# [RECORD EXCERPTS]
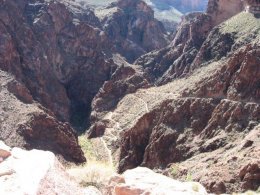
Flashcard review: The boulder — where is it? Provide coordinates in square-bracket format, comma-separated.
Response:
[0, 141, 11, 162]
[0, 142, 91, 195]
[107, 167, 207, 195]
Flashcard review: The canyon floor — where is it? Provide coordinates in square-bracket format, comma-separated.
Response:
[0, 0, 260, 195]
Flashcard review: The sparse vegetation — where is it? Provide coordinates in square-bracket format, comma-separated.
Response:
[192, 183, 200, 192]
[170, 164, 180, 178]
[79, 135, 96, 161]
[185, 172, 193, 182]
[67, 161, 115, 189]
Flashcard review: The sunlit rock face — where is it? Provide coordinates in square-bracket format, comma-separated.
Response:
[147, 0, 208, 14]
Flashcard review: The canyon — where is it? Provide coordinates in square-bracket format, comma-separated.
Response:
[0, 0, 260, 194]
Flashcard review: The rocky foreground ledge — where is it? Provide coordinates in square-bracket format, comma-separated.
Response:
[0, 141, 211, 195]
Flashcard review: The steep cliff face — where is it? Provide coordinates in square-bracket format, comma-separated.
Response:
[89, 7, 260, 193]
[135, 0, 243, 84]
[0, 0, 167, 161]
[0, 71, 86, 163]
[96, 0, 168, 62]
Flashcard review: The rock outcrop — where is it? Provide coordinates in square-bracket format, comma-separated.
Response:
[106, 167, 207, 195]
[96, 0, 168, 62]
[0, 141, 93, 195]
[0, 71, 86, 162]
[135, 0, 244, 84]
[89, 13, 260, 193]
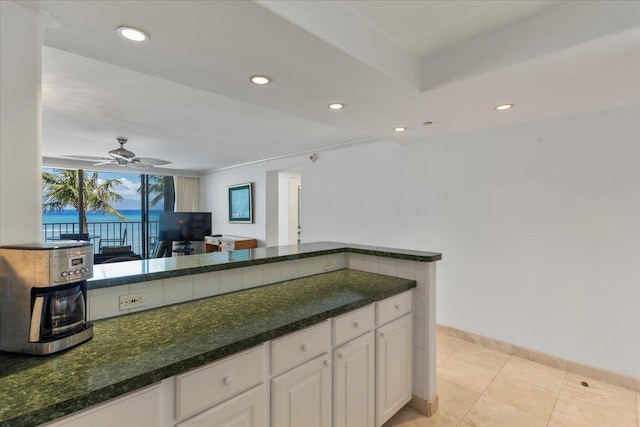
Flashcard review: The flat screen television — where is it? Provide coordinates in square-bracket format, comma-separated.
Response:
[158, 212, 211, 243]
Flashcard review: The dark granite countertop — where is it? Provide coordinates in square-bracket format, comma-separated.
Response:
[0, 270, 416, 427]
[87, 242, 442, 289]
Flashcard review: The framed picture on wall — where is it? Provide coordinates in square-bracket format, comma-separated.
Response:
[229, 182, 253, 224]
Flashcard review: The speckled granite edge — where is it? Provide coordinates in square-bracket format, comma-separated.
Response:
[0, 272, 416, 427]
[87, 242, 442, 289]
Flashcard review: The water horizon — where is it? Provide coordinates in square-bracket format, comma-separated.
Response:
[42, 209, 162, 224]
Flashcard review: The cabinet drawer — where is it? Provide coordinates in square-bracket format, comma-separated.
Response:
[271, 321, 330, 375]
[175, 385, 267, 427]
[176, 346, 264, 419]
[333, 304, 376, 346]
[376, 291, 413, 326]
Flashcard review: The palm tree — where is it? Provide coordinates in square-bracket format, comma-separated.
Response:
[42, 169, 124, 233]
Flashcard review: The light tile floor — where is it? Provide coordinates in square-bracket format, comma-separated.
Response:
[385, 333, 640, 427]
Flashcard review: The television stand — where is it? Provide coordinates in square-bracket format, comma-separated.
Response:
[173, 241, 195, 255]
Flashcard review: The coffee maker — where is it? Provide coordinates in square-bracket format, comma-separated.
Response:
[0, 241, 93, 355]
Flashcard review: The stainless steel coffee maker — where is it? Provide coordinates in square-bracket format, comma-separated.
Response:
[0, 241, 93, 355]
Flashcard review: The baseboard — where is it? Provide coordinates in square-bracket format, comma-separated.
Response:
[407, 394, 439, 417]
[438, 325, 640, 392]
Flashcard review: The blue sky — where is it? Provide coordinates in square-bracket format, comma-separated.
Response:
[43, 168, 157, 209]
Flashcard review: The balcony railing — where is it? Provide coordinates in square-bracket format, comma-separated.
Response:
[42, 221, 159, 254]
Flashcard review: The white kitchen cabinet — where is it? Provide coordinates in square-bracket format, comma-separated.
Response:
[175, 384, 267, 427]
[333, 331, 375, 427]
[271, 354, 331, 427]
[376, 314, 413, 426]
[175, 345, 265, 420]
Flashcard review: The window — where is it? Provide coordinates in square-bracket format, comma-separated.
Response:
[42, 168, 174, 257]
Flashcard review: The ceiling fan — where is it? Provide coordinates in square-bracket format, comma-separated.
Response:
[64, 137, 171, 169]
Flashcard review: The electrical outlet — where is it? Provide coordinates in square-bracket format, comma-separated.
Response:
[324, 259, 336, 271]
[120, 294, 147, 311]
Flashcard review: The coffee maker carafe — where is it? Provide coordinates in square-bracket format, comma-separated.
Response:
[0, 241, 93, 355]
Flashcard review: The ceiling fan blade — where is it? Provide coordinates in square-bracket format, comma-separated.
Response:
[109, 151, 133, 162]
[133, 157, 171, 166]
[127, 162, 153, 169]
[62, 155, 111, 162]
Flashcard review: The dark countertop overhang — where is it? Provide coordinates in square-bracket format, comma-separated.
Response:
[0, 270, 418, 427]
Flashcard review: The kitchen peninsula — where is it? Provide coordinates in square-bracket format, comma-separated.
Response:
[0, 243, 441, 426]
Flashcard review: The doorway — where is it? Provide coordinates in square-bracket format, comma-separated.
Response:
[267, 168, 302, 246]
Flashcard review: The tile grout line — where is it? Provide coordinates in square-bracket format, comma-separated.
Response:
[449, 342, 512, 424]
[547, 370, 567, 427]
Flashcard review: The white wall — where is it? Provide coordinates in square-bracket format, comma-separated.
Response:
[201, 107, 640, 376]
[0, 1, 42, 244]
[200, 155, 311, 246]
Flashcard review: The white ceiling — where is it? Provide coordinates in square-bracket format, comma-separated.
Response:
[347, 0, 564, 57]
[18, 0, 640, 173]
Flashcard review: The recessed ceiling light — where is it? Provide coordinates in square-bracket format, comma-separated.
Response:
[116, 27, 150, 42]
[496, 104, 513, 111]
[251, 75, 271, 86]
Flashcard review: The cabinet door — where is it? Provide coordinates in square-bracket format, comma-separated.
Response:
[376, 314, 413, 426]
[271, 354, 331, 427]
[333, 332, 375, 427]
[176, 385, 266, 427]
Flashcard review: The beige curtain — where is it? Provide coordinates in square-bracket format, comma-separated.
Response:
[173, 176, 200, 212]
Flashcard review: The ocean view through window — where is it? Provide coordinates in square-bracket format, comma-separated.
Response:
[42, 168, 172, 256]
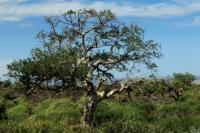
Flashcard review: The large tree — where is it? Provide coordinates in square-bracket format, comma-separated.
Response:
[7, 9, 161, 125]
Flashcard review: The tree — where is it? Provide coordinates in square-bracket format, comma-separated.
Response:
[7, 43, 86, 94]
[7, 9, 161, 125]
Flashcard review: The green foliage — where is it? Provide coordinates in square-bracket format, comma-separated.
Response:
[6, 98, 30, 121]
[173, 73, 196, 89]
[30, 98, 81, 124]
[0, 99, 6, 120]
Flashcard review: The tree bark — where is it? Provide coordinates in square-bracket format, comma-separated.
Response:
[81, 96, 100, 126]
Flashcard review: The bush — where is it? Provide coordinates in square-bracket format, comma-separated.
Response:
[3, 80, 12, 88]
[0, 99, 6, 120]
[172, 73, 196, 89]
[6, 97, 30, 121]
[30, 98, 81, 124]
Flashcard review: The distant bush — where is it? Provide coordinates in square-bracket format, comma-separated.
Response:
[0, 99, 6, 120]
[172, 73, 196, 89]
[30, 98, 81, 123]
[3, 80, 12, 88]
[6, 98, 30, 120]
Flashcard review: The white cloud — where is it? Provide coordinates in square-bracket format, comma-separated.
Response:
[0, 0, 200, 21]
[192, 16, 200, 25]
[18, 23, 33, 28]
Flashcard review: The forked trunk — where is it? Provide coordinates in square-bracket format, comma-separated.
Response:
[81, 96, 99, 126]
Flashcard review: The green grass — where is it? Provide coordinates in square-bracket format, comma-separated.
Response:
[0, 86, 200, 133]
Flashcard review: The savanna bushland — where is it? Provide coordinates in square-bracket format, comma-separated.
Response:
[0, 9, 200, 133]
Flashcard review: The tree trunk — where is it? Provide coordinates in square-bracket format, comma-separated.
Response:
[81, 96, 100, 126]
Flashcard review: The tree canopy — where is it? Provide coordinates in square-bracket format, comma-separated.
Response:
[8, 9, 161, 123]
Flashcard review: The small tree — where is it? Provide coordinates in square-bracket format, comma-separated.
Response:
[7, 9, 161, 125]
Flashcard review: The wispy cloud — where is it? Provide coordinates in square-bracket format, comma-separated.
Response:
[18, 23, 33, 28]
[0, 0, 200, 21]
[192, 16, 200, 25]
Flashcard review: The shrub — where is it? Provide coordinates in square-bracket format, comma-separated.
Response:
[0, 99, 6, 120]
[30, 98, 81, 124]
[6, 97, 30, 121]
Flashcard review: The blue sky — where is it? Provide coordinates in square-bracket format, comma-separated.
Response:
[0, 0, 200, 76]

# [EXERCISE DETAILS]
Rewrite the records from the line containing "Flashcard review: The window" through the line containing "[547, 370, 567, 427]", replacing "ceiling fan" with "overhead fan" and leaving everything else unchanged.

# [WORKED SOLUTION]
Flashcard review: The window — where is it? Provide coordinates in square-bracket format, comma-separated.
Response:
[42, 168, 174, 257]
Flashcard review: The overhead fan — where is it? Provide coordinates in square-bracket format, comma-separated.
Response:
[64, 137, 171, 169]
Flashcard review: The electrical outlet — where is it? Provide coordinates in square-bracket format, comma-separated.
Response:
[324, 259, 336, 271]
[120, 294, 147, 311]
Flashcard review: The coffee maker carafe — where is it? Provide coordinates in square-bracket format, comma-separated.
Response:
[0, 241, 93, 355]
Flashcard review: The overhead fan blade — where is it? Provide coordinates in square-bracket format, comma-separated.
Response:
[109, 151, 133, 162]
[133, 157, 171, 166]
[127, 162, 153, 169]
[62, 155, 111, 162]
Flashcard review: The dark countertop overhang — where is it? Provide coordinates in square-bracket format, comma-separated.
Response:
[0, 270, 418, 427]
Flashcard review: The kitchen peninsula — where is it? Provide coordinates in square-bracket format, comma-separated.
Response:
[0, 243, 441, 426]
Flashcard review: The doorway — where is it? Provide coordinates in square-bracket format, comma-separated.
Response:
[267, 168, 302, 246]
Flashcard review: The tile grout line — where is it? Provide coordinates in square-bracket format, comma-separated.
Response:
[449, 342, 512, 424]
[547, 370, 567, 427]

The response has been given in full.